## Consignes
1. Modifiez toutes les entrées des données fournies en remplaçant « concrete » par « brick » sans rien changer d'autre, et recopiez-les sans les images, s'il vous plaît.
2. Donnez la suite de l'extrait sur les années de formation du jeune artiste, à partir de l'endroit où il s'arrête.

## Extrait du texte

<<<<

De son premier voyage à Paris, à l’âge de quatre ans, il revient avec des images si intenses qu’il se promet d’y retourner pour étudier le dessin. Toutefois la première guerre mondiale met fin à ce souhait car après avoir servi dans l’armée austro-hongroise, il lui est interdit, comme à tous les citoyens des ex pays ennemis de séjourner en France. Il décide donc de se rendre à Budapest pour suivre une formation artistique auprès de Mattis-Teutsch, peintre expressionniste hongrois . De ce jour , il ne reviendra une fois seulement dans son pays et souffrira de se sentir un éternel immigrant, même après qu’il eût acquis la nationalité française.
Il quitte son maître — qui, selon ses dires, lui a appris le sens de la forme et des couleurs — pour rejoindre Berlin en 1921.
Débute ainsi sa vie d’artiste alors qu’il est en proie aux doutes passagers sur sa vocation, aux crises existentielles et morales, aux difficultés financières provoquées par l’inflation, mais aussi aux enchantements et à l’exaltation des émotions esthétiques.
Ecrivain en devenir, il engage dès ses années berlinoises une correspondance régulière et continue avec ses parents ; ces lettres demeurent merveilleuses de naïveté, de fraîcheur mais aussi de certitudes. «Combien de faux pas, d’égarements, d’illusions, de balourdises, voire de stupidités !» avoue-t-il dans l’une d’elles.
Après avoir réussi le concours d’entrée à l’Académie des Beaux Arts de Berlin, il se réjouit ouvertement de pouvoir disposer d’un modèle pour lui seul, ce qui le conduit à composer un impressionnant corpus de dessins dans lesquels on retrouve la facture contrôlée, quasi géométrique, d’un Kandinsky ou d’un Moholy-Nagy, tous deux formés à l’aulne du constructivisme et qui, avec Kokoschka, figurent parmi les proches de Brassaï.
Avec une clairvoyance peu commune, ce jeune artiste de 22 ans énonce ainsi sa pratique du dessin : «Quel rythme il a, le corps humain ! Je possède déjà complètement la construction du nu. Je construis le nu exactement comme il apparaît dans la nature. Et, si nécessaire, je pétris librement les formes dans ma représentation (parfois même au détriment de l’anatomie et des proportions)».

>>>>

## Données fournies
<<<<

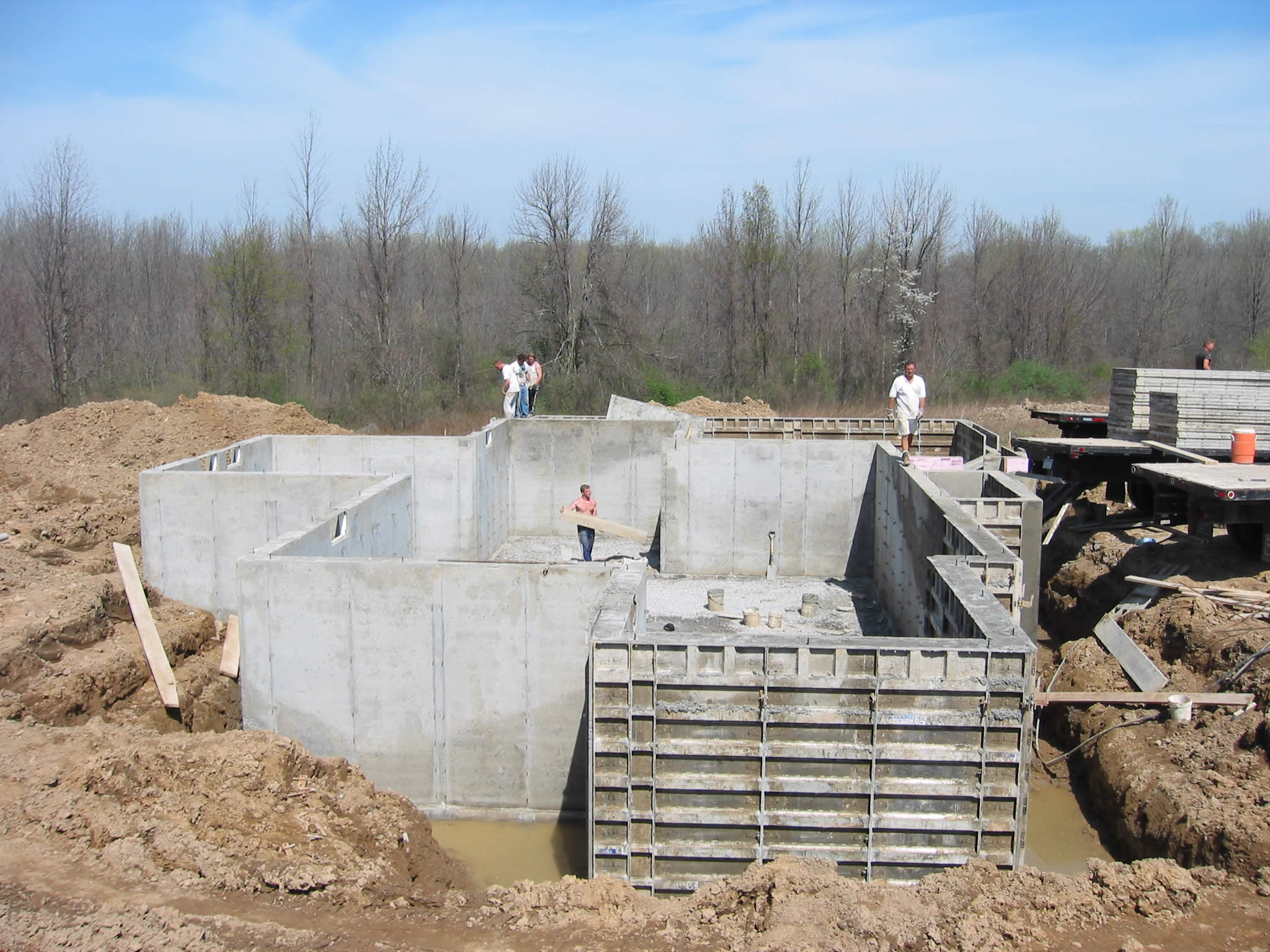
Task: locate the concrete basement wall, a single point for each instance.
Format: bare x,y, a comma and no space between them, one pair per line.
723,496
915,519
459,684
374,524
195,526
551,457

>>>>

## Réponses
1.
Task: locate the brick basement wall, a single point for each instance.
Format: bare x,y, a comma and no space between them, one pair per line.
723,496
915,519
459,684
374,524
195,526
551,457

2.
Dès lors on comprend mieux ses recherches dans le domaine de la sculpture qui concernent pour l’essentiel la représentation de la figure humaine — du nu principalement — déhanchée, disproportionnée mais toujours voluptueuse.
Peut-être est-ce aussi à cette époque et dans ces circonstances qu’il a appris à distinguer, dans le mouvement de la rue, les formes généreuses des femmes dont il apprécie le mouvement du dos et la cambrure des reins.
Toutefois il délaisse bientôt les cours, jugeant l’enseignement trop traditionnel et estimant que son «épanouissement ne peut se faire que par des études individuelles». Et puis, pour dire le vrai, ses journées sont chargées de conquêtes féminines, de discussions entre amis qui font évoluer sa pensée, et de divers travaux qui sont sensés subvenir à ses besoins. Il réalise ainsi des gravures sur bois, sur cuivre et sur zinc plus faciles à vendre que ses peintures et moins personnelles que ses dessins et court toujours après les quelques marks supplémentaires qui lui permettront de conserver son atelier ; il écrit pour ce faire des articles politico-historiques pour les journaux hongrois et autrichiens qui oublient le plus souvent de le rémunérer.
Au cours des trois années passées à Berlin qui furent non seulement un temps d’apprentissage, mais aussi l’occasion de se livrer à l’introspection et de réaliser un important corpus artistique — peintures, dessins, gravures -, Brassaï acquiert la certitude de vouloir consacrer sa vie au domaine artistique, quelles qu’en soient les conséquences matérielles ; et ceci, il en est certain, ne peut se faire qu’à Paris où l’a déjà précédé son ami et mentor le peintre Lajos Tihanyi. Dès son arrivée en janvier 1924, il écrit à ses parents qu’il se sent en harmonie avec la ville «son terrain de combat où il étudie comment Paris vit et bouge, mais aussi comment les hommes bougent avec elle».
En fait, malgré l’inquiétude de ses parents qui craignent de le voir perdu pour «l’art», il met en place, sans en être encore vraiment conscient, le processus de création photographique qui lui vaudra la célébrité : tel un Balzac il observe les mœurs de ses contemporains, de tous ses contemporains quelles que soient leur nationalité ou leur origine sociale , mais aussi l’environnement dans lequel ils évoluent.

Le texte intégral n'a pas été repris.